____ Excerpted passage

In addition, the operators keep all ‘Call Related Information’, which includes details of all calls to and from a mobile phone, including the geo-location of the phone when the conversation took place.
‘We are required to keep this information according to the terms of our operating licence … At present we are required to keep SMS’s for six months,’ Nurul Kabir, the secretary general and chief executive officer of the Association of Mobile Telecom Operators of Bangladesh told New Age.
‘After six months the information becomes difficult to retrieve. The operators have it in backup servers, and can pull it off, but it can be difficult,’ he said.

Messages from SMS, which stands for Short Messaging Service, are also known as ‘texts’.
Each mobile phone operator has set up ‘lawful interception departments’ that operate on a 24 hour basis dealing with requests for this information.
Any one of nine state agencies can contact phone operators and ask for SMS’s and other call related information involving any mobile phone number, and the operators are required to provide the information without seeking information on the purpose of the request.
‘Under the law, no mobile phone operator is allowed to ask the reason why the information is requested. We are obliged to provide information as required,’ the senior AMTOB official said.
This system works in parallel to the surveillance of mobile phone conversations and mobile phone internet conversations by the National Monitoring Centre, which New Age reported on Sunday.
Telecom operators started to retain SMS and caller related information after the enactment in 2005 of an amendment to the Telecommunications Act 2001, which allowed the home ministry to authorise law enforcement and intelligence agencies to ‘record or collect information relating to any message or conversation of any telecommunications service user.’
A guideline published in 2006 by the Bangladesh Telecommunications Regulatory Commission states that ‘the operator will ensure availability of technical and other necessary personnel on continuous 24 hours basis’ to provide the information required.
‘The requiring bodies when it is immediate and urgent, may request for information from the operators over phone or any other oral communication to be subsequently followed by written request …. The operators will be required to furnish such information forthwith i.e within 12 hours from the time such request is first made,’ it goes on to state.
The text of the BTRC guideline is contained within a petition filed seven years ago in the High Court which challenged the 2005 amendment to the law and the BTRC guideline. The petition was later withdrawn.
Each of the nine law enforcement agencies has at least one designated number permitted to call the phone operators with requests for information.
AMTOB declined to give information on the number of requests the phone operators receive each month, claiming that this was sensitive information. Marcus Adaktusson, Grameen Phone’s communication director told New Age that he did not ‘have the required information’.
However it is known that in order to deal with the large flow of requests some lawful interception departments of telecom operators employ as many as 20 employees to service these requests, though some of these staff members may also have other functions.
Last year, New Age revealed that the government had purchased software that could remotely intercept audio, video and written communications from privately owned computers and, in addition, that RAB was seeking to buy a powerful mobile spy tool which can obtain details of all mobile phone numbers operating in a particular locality.

________

Written problem A: Copy the stretch of the mobile phone surveillance article from "AMTOB declined to" through "have other functions.".
Written problem B: Locate every row that contains the word "window" and copy each of those rows.
The rows that come next have no connection to the mobile phone surveillance article.

____ Material for this exercise

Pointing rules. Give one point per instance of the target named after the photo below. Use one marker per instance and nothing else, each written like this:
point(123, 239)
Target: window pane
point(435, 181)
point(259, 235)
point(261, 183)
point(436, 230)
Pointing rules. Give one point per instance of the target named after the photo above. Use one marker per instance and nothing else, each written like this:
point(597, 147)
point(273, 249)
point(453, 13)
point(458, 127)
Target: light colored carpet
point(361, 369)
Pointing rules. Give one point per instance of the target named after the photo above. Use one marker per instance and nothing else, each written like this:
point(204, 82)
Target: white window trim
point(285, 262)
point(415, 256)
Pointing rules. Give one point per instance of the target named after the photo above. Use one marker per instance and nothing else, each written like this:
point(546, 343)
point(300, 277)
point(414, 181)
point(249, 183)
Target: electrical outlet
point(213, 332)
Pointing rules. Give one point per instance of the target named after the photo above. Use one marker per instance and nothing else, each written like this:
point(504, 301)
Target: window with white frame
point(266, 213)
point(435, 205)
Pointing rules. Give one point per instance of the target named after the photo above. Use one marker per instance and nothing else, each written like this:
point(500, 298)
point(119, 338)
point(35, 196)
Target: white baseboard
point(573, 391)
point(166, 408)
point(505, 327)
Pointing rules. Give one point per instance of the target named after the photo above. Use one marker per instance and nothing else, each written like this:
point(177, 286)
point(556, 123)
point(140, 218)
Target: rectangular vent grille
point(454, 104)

________
____ Material for this exercise

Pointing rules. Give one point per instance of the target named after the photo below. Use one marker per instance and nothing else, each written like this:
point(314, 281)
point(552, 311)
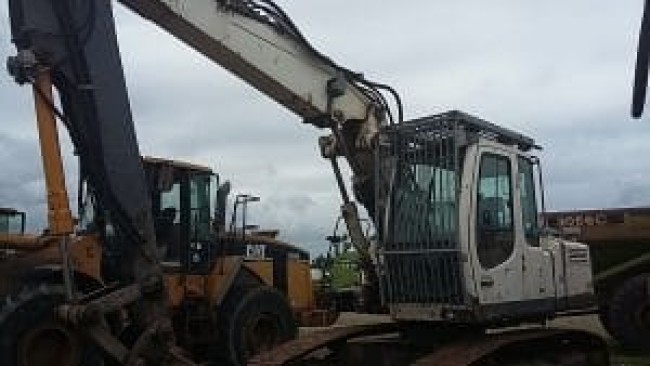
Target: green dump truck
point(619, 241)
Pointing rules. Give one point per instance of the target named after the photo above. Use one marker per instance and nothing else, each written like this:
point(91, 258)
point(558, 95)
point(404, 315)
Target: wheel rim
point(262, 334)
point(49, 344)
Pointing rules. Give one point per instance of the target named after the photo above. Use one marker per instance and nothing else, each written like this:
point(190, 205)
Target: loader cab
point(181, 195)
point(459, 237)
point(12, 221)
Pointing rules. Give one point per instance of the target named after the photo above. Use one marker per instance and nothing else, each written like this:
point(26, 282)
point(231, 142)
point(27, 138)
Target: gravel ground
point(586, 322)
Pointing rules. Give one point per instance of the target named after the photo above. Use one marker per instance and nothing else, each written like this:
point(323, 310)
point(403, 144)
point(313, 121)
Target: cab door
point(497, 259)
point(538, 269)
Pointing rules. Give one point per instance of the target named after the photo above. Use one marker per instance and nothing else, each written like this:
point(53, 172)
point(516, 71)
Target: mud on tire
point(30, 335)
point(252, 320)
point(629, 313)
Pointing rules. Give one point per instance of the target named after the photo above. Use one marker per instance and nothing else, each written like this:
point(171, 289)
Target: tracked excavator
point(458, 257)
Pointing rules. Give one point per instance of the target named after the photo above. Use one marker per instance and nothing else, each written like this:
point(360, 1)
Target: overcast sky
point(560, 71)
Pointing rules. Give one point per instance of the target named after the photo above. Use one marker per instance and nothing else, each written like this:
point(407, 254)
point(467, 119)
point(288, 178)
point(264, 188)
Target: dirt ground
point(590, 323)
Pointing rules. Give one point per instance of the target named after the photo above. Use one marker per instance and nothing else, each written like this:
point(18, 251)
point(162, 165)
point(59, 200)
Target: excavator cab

________
____ Material for this exercise

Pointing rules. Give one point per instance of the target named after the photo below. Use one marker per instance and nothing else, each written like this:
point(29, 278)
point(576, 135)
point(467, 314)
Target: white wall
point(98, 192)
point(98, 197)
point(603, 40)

________

Written response A:
AMTOB declined to give information on the number of requests the phone operators receive each month, claiming that this was sensitive information. Marcus Adaktusson, Grameen Phone’s communication director told New Age that he did not ‘have the required information’.
However it is known that in order to deal with the large flow of requests some lawful interception departments of telecom operators employ as many as 20 employees to service these requests, though some of these staff members may also have other functions.

Written response B:
Target: window pane
Target: white window trim
Target: window with white frame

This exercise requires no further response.